── Data extract ──

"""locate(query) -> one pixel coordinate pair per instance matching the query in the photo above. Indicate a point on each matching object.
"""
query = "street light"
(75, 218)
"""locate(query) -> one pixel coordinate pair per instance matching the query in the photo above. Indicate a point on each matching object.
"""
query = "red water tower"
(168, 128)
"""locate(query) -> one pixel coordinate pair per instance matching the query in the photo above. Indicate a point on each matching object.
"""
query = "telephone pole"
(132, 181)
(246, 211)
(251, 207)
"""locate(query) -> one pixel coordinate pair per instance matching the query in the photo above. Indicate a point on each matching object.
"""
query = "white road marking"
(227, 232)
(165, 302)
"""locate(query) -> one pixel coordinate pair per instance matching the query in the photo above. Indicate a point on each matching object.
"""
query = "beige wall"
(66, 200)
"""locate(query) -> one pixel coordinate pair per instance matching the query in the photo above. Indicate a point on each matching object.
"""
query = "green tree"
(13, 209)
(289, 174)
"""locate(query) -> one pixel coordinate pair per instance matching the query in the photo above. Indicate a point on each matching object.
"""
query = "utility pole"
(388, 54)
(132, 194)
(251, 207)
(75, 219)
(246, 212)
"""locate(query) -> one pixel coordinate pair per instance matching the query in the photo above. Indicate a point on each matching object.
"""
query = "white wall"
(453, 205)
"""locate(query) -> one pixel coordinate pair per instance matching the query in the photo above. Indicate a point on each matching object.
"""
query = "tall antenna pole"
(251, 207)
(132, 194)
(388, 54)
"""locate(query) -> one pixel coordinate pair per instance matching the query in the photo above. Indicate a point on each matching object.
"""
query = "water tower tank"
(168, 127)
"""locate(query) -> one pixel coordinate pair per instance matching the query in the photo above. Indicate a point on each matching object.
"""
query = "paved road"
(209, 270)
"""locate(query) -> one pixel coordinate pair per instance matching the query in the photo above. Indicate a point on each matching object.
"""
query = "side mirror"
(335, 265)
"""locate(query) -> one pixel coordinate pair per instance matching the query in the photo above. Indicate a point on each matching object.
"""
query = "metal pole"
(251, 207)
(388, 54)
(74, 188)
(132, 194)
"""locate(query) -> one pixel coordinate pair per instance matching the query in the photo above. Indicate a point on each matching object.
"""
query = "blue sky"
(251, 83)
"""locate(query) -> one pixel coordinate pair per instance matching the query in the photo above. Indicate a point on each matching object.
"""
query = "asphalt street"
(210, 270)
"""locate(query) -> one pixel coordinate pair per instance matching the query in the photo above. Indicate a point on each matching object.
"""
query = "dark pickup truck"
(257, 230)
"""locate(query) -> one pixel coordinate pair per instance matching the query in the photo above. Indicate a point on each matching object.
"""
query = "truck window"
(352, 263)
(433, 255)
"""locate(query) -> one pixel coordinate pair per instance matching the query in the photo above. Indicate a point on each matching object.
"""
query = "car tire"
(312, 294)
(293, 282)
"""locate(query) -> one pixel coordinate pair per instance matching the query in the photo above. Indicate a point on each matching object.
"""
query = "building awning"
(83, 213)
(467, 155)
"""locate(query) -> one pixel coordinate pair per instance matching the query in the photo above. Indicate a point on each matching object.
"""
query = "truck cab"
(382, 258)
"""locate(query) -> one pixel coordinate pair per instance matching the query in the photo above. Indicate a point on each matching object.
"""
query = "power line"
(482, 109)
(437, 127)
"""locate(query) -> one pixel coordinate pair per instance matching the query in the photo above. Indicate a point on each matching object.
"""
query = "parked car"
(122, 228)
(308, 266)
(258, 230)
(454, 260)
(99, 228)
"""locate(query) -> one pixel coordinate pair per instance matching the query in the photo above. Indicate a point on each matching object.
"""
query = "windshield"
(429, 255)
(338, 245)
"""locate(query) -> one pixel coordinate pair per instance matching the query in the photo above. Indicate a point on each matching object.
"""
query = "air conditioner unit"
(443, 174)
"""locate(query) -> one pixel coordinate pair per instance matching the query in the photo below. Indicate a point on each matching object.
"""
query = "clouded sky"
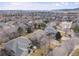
(37, 5)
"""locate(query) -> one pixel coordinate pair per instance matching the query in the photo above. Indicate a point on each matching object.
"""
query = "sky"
(37, 5)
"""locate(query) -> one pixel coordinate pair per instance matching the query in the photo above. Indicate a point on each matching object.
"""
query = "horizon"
(38, 5)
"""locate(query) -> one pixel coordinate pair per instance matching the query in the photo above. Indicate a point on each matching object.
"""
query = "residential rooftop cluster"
(39, 33)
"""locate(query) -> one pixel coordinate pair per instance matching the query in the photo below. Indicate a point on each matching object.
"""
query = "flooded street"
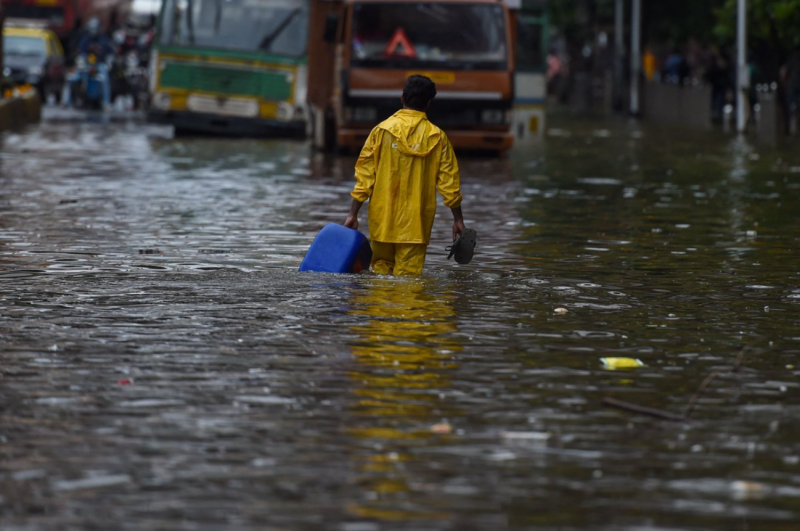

───

Print all the records again exactly; do not include any picture.

▶ _Response area_:
"""locate(query) -> one pixel coordinate pair per instance matching the query in the photo above. Indicate a point on each matching object.
"""
query = "street light"
(75, 218)
"""locate(query) -> one pixel coordinate pair per instance matching the query in the photo above. Indicate a point on each matching object.
"""
query = "red water tower"
(168, 128)
"""locate(query) -> one pixel coordinate pair per instance matching the query in the photo above. Indicate a point on each matching object.
"""
query = "telephone pole"
(132, 181)
(246, 211)
(251, 207)
"""locate(query) -> one pixel coordinate pair per instance matching the query in the photo above. Indicate a point on each matching object.
"""
query = "white road marking"
(227, 232)
(165, 302)
"""locate(query) -> one pixel coordinate pair per instance matching the query in the photo above. Indicate a point on each matching object.
"""
query = "beige wall"
(66, 200)
"""locate(query) -> one pixel coordinate pair per instance matching the query in the photo above. Indicate a point on each matching object.
"""
query = "green tree"
(13, 209)
(289, 174)
"""locate(query) -> one pixel coordinate pair per instance matching the query in the photo above. Indicate a point on each matching object.
"""
query = "utility pole"
(388, 54)
(132, 194)
(251, 207)
(75, 219)
(246, 212)
"""locate(query) -> one pixel coordinate pair per instance matching the query in the photo above. Indicate a point on each matching object.
"""
query = "white wall"
(453, 205)
"""locate(query) -> one pixel coordinate pair per instance matching the query in the photo above. Indicate a point on each matching object.
"""
query = "tall antenna pole"
(251, 207)
(132, 194)
(388, 54)
"""locate(query) -> one pixel coordinate pair per instance matching the query in the photo above. Indicate a point on each matching object.
"""
query = "water tower tank"
(168, 127)
"""locate(query) -> one pixel coordinate pair per instance matching the query in the photo above. Indicate a point on each matching object.
"""
query = "paved road"
(209, 270)
"""locate(query) -> one pixel coordinate pair per instance matching the query in the photo above. Indicate a point on each matching object.
"""
query = "side mirror"
(335, 265)
"""locate(query) -> one pixel coordinate pair per instance matching the query in the photo above. Indicate a point on each matching object.
"""
query = "metal pole"
(251, 207)
(388, 54)
(74, 188)
(132, 194)
"""locate(query) -> one pixel coordinate pair per instance matching the query in the photo above. Indicate a point on each matching object.
"""
query = "blue sky"
(251, 83)
"""locate(query) -> one pixel coordinate pair per instance matching the query in the photo above. Indicate a point on each matching object.
"""
query = "asphalt street"
(210, 270)
"""locate(query) -> one pixel coordinate pair per instance matching the query in the photo above. Indicate a point on each matching object.
"""
query = "dark pickup truck"
(257, 230)
"""locate(query) -> one pixel coordinate pair per instance matching the query in the photo above. Indicate a point on each matching object.
"""
query = "truck window"
(352, 263)
(433, 255)
"""locate(query) -> one pixel coordinate pair per instance matching the query in the photo above. Indicate a point on each matching object.
"""
query = "car tire"
(312, 294)
(293, 282)
"""locate(query) -> one pixel coordinate pair per instance matching the query in the photo above. Indicate a point on each matching object.
"""
query = "building awning"
(83, 213)
(467, 155)
"""locate(query) -> one pixel coordinate pair per instance matching the query in the photo above. Indicate a point on each matching object.
"""
query = "truck cab"
(382, 258)
"""locate(query) -> one pixel coordinate pair per instance matching the query in the photo above. Indicate a point on each matching object.
"""
query = "power line"
(482, 109)
(437, 127)
"""locate(query) -> one pixel coordinate pair per instance matching the query in the photo above. Indicate a point on each matching object.
"""
query = "parked car"
(122, 228)
(308, 266)
(258, 230)
(454, 260)
(99, 228)
"""locate(query) -> one pixel coordinate pair per instance matching the query in the photo above. Indicate a point on each matching object.
"""
query = "windshield"
(429, 255)
(338, 245)
"""locate(query) -> one pixel coordinate pair per instance matching the query in the photo above. Indicate a point on each matching object.
"""
query = "air conditioner unit"
(443, 174)
"""locate(query) -> one pixel coordinate pair per instance matching the query in the photo below. Indicate a point on each matching object.
"""
query = "clouded sky"
(37, 5)
"""locate(query) -> one pixel coordinate pair per instance matching the query in the photo above. Indicate a point on each matching object.
"""
query = "sky"
(37, 5)
"""locate(query) -> one pixel coordinate pair per instance matching the query in the photo above. Indicate a point on each matching object.
"""
query = "horizon"
(38, 5)
"""locate(query) -> one pixel coordinate pair per instance matching the query in the photo above. Indicate a point on each matching object.
"""
query = "residential rooftop cluster"
(39, 33)
"""locate(query) -> one pixel coordinate pair per instance matching the query in the photo below. Indicate a point on each matching object.
"""
query = "flooded street"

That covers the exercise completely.